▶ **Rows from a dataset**
---+---

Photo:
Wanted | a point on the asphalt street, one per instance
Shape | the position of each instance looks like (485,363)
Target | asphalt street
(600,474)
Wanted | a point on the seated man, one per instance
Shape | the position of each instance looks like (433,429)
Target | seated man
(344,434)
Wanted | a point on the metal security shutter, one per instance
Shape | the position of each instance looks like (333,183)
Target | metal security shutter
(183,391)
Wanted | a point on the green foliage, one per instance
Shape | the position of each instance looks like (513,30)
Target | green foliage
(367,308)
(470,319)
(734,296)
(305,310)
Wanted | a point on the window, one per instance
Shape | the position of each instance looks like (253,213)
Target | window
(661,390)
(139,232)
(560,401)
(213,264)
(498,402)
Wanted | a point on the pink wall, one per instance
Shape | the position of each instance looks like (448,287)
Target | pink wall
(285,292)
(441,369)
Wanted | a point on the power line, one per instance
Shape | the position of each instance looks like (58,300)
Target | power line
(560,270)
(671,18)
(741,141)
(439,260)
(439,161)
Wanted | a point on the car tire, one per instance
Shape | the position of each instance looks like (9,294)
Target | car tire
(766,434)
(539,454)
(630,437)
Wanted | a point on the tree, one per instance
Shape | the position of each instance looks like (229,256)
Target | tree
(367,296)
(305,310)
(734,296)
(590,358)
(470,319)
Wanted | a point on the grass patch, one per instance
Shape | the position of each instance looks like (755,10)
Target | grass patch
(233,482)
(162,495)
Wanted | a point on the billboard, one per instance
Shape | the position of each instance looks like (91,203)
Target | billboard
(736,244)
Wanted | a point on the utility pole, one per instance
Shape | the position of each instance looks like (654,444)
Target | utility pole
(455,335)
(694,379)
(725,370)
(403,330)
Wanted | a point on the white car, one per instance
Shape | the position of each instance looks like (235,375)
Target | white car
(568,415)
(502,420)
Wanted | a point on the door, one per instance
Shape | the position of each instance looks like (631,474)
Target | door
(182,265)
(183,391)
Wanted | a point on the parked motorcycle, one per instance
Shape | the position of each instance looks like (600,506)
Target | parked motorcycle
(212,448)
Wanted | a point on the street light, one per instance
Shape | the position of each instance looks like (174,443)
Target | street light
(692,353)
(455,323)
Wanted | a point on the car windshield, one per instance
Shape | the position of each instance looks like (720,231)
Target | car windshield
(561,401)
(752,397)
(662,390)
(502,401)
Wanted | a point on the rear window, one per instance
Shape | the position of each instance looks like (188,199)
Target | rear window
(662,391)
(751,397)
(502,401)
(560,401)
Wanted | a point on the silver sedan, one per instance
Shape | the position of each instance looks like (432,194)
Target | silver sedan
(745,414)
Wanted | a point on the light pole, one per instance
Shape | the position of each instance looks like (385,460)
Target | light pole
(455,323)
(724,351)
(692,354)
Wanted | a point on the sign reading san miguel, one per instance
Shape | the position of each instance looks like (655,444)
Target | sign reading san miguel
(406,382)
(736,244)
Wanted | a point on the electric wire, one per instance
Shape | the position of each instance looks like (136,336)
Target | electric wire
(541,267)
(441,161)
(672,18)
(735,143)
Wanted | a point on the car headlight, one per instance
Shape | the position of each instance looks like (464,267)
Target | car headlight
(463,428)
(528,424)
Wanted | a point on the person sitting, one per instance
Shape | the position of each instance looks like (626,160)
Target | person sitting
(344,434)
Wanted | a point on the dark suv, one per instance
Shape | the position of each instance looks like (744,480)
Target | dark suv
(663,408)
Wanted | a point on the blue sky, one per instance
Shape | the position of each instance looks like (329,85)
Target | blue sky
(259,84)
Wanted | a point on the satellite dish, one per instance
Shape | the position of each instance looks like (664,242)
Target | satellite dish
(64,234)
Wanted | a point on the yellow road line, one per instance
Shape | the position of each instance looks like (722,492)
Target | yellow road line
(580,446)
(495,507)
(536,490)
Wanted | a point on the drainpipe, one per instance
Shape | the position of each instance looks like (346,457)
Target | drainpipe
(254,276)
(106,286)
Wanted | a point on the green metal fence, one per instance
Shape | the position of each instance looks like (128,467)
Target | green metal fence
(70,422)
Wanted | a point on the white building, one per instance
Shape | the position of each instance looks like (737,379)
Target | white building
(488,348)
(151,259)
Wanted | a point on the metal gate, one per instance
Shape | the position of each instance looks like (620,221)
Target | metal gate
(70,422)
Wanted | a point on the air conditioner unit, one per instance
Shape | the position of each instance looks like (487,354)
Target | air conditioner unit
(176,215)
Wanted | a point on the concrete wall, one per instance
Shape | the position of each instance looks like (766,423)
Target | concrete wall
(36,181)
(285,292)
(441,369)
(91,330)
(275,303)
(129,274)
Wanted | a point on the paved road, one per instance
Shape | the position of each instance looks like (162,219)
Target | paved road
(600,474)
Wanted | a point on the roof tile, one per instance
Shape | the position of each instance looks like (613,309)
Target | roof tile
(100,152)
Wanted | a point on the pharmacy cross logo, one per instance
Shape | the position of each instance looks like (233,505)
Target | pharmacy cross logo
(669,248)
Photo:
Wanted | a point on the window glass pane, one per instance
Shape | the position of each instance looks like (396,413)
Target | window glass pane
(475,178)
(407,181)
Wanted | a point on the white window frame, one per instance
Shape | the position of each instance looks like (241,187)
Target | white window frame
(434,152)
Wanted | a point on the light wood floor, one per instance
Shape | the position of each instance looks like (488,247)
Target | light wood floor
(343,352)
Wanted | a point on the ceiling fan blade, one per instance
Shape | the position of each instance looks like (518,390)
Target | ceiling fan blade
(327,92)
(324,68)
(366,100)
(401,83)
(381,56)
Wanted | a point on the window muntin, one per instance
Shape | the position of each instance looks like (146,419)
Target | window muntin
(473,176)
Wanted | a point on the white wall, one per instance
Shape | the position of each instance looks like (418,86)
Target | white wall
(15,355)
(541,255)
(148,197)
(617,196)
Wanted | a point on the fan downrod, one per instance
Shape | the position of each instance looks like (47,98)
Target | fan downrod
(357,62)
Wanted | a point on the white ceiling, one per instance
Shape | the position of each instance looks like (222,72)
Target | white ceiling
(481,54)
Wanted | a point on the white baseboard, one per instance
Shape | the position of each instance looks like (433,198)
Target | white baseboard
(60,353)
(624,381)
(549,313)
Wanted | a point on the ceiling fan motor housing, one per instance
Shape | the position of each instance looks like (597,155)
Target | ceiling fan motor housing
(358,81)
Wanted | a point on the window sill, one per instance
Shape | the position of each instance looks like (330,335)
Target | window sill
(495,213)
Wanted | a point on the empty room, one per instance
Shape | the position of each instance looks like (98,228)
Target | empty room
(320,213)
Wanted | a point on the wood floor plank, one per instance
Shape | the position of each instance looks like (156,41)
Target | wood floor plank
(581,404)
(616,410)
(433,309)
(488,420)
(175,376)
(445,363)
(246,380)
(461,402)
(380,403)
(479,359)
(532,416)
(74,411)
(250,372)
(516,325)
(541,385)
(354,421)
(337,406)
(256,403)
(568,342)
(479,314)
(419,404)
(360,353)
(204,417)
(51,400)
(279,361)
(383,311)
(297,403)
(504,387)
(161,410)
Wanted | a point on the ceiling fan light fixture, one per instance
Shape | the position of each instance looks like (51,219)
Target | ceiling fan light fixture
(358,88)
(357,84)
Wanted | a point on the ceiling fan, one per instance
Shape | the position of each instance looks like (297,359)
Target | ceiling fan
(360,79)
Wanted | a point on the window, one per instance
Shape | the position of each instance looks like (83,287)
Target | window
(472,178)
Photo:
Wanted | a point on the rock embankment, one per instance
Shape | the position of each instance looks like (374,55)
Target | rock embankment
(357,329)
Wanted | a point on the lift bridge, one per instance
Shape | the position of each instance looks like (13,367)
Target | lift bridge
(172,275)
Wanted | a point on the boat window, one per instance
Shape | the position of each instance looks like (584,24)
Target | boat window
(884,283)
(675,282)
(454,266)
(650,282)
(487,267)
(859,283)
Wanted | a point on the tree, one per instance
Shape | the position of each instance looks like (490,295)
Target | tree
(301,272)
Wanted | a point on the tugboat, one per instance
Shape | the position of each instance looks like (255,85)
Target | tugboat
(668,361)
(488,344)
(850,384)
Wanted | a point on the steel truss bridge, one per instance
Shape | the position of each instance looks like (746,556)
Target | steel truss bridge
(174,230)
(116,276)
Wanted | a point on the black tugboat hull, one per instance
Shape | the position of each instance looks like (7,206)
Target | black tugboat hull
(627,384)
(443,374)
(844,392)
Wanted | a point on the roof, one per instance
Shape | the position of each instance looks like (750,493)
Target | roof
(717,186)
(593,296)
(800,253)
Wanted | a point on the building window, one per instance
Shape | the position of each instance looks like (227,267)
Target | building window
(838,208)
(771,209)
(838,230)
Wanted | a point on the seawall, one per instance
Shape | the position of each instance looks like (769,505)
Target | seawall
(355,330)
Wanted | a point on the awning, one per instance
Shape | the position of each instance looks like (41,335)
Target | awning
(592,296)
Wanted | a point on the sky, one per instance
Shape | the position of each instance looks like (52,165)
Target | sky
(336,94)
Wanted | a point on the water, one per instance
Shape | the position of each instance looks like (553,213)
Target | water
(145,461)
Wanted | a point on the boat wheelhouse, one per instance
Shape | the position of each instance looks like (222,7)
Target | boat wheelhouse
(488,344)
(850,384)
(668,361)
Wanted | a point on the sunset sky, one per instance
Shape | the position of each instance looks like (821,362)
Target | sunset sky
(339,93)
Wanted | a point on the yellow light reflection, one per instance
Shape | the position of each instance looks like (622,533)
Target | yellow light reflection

---+---

▶ **Work instructions**
Reproduce precisely the span of lines that begins at the line containing "Wanted | a point on the water, one" and ends with the last line of the listing.

▶ **Task result**
Wanted | a point on the water, one per instance
Shape | the position of each instance looks like (553,213)
Target | water
(145,461)
Wanted | a point on the boat wheelhouse, one per instance
Shape | the position of each instance looks like (222,7)
Target | boat wheelhouse
(488,344)
(850,384)
(668,361)
Wanted | a point on the sunset sky, one per instance
Shape | the position of each instance looks like (821,362)
Target | sunset sky
(339,93)
Wanted | a point on the yellow light reflection, one per instance
Shape | the position of each instance looks like (622,533)
Target | yellow light reflection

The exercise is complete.